• WORK INSTRUCTIONS:
Could you retype all of the material below word for word, leaving out the pictures?

--- Start RECORDED INFORMATION ---

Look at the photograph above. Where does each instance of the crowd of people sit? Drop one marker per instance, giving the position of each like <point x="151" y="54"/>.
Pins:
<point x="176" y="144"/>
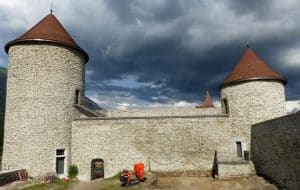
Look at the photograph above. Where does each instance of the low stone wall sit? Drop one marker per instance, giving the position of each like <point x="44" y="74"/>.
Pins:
<point x="7" y="177"/>
<point x="235" y="169"/>
<point x="275" y="150"/>
<point x="164" y="111"/>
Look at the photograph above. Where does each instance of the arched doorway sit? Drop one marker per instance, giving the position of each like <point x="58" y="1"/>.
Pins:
<point x="97" y="168"/>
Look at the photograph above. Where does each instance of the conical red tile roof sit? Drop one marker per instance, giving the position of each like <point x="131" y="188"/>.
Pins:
<point x="49" y="29"/>
<point x="252" y="67"/>
<point x="208" y="102"/>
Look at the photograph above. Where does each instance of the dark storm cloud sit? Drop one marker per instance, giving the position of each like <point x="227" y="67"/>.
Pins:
<point x="172" y="50"/>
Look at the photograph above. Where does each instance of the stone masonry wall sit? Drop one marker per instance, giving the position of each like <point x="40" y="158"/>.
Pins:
<point x="171" y="111"/>
<point x="42" y="78"/>
<point x="162" y="143"/>
<point x="252" y="102"/>
<point x="276" y="150"/>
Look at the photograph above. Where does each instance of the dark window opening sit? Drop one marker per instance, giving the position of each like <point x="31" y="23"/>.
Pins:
<point x="77" y="95"/>
<point x="60" y="152"/>
<point x="239" y="149"/>
<point x="225" y="107"/>
<point x="60" y="165"/>
<point x="60" y="161"/>
<point x="97" y="169"/>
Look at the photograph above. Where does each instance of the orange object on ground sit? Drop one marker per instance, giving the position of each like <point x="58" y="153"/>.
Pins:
<point x="128" y="177"/>
<point x="139" y="170"/>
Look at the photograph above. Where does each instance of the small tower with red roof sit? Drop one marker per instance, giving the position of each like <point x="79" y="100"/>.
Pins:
<point x="253" y="92"/>
<point x="45" y="80"/>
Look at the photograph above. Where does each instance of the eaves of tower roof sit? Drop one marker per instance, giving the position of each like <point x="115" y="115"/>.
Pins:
<point x="251" y="67"/>
<point x="49" y="29"/>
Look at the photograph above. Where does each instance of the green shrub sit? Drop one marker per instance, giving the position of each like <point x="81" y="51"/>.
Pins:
<point x="73" y="171"/>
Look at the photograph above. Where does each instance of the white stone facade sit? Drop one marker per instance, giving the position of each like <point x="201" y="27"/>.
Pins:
<point x="162" y="143"/>
<point x="41" y="117"/>
<point x="41" y="84"/>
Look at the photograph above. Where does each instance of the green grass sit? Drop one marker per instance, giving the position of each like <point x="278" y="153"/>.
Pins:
<point x="57" y="185"/>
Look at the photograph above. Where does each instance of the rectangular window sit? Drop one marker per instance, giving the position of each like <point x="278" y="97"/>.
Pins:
<point x="60" y="165"/>
<point x="225" y="108"/>
<point x="239" y="149"/>
<point x="60" y="152"/>
<point x="60" y="161"/>
<point x="77" y="97"/>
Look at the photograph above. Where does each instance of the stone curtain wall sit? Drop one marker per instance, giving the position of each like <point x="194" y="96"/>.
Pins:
<point x="171" y="111"/>
<point x="41" y="84"/>
<point x="162" y="143"/>
<point x="276" y="150"/>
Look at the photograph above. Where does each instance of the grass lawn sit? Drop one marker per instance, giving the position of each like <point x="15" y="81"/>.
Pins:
<point x="56" y="185"/>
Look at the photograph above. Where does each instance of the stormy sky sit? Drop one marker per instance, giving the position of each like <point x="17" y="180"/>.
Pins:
<point x="166" y="52"/>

--- End RECORDED INFORMATION ---

• EXERCISE RESULT:
Look at the photograph above. Where does each instance of the crowd of people sit? Drop one marker per instance, giving the position of each like <point x="151" y="54"/>.
Pins:
<point x="176" y="144"/>
Look at the photograph above. Where does each instance of the low stone wall sit? Drop one marker per instance, giving the position of each like <point x="44" y="74"/>.
Pins:
<point x="7" y="177"/>
<point x="235" y="169"/>
<point x="275" y="150"/>
<point x="164" y="111"/>
Look at the photograph above. Where does each instance of the arched doorway sit? Drop one marker per instance, giving the position of each like <point x="58" y="1"/>.
Pins:
<point x="97" y="168"/>
Look at the photograph above. Where does each instance of the conical red tile roof sit? Drop one marker per instance, giving the position of each like <point x="131" y="188"/>.
Pins:
<point x="49" y="29"/>
<point x="252" y="67"/>
<point x="208" y="102"/>
Look at the photograph above. Where does each instance of the dark storm cloud sit? Drop one marker per instance, giving the position of each like <point x="227" y="67"/>.
Pins:
<point x="172" y="50"/>
Look at the photograph above. Where does each instance of the stone masonry wall sit? Drop one marker per instance, giving the position of each like <point x="40" y="158"/>.
Pins:
<point x="171" y="111"/>
<point x="42" y="78"/>
<point x="162" y="143"/>
<point x="252" y="102"/>
<point x="276" y="150"/>
Look at the photograph above. Where does each instance of the dark window opening sit? Drop one marker per instance, giving the position of each like <point x="31" y="23"/>.
Pins:
<point x="77" y="95"/>
<point x="60" y="152"/>
<point x="239" y="149"/>
<point x="225" y="107"/>
<point x="60" y="165"/>
<point x="60" y="161"/>
<point x="97" y="169"/>
Look at the photograph above. Where does each instance of the orange object on ground sit? Drop one marker per instance, giving the position of each like <point x="58" y="153"/>.
Pins:
<point x="128" y="177"/>
<point x="139" y="170"/>
Look at the photograph above. Where does each instance of the small tower with red roof sit? Drop one marker per instance, giving the position of each like <point x="79" y="100"/>.
Pins:
<point x="253" y="92"/>
<point x="45" y="80"/>
Look at the photograph above. Where does each instance of the eaves of tower roof sit? Drop one marker per instance, giving the position of each like <point x="115" y="115"/>.
Pins:
<point x="251" y="67"/>
<point x="49" y="29"/>
Look at the photograph above. Where does each instance of the green shrub sit? Drop one marker per instance, giving the position of each like <point x="81" y="51"/>.
Pins:
<point x="73" y="171"/>
Look at the photograph above. Where does each instance of the white stone facade sit? Drop one marker per instance, giving the position of each like <point x="201" y="27"/>.
Pins:
<point x="162" y="143"/>
<point x="41" y="117"/>
<point x="41" y="84"/>
Look at the photograph above. Where does each instance of the green grass sit? Drop one marker per instance, giving the position of each like <point x="278" y="153"/>.
Pins:
<point x="57" y="185"/>
Look at the photograph above. Where does each instance of the rectangular window sit? Drop one marker per instance, giving the position of each like <point x="278" y="97"/>.
Pins:
<point x="60" y="165"/>
<point x="225" y="108"/>
<point x="239" y="149"/>
<point x="60" y="152"/>
<point x="60" y="161"/>
<point x="77" y="97"/>
Look at the photograph above. Where does each instance of the stone curtain wall sit? Drop one marker per instance, giving the position of each like <point x="194" y="96"/>.
Pins:
<point x="171" y="111"/>
<point x="41" y="84"/>
<point x="162" y="143"/>
<point x="276" y="150"/>
Look at the photograph above. Where does each instance of the grass lawn sit? Drop one marker per instance, giving the position of each like <point x="15" y="81"/>.
Pins:
<point x="56" y="185"/>
Look at the photograph above. Where does each instance of the stormy sky sit? Drop one marker per instance, giving the position of each like <point x="17" y="180"/>.
Pins:
<point x="166" y="52"/>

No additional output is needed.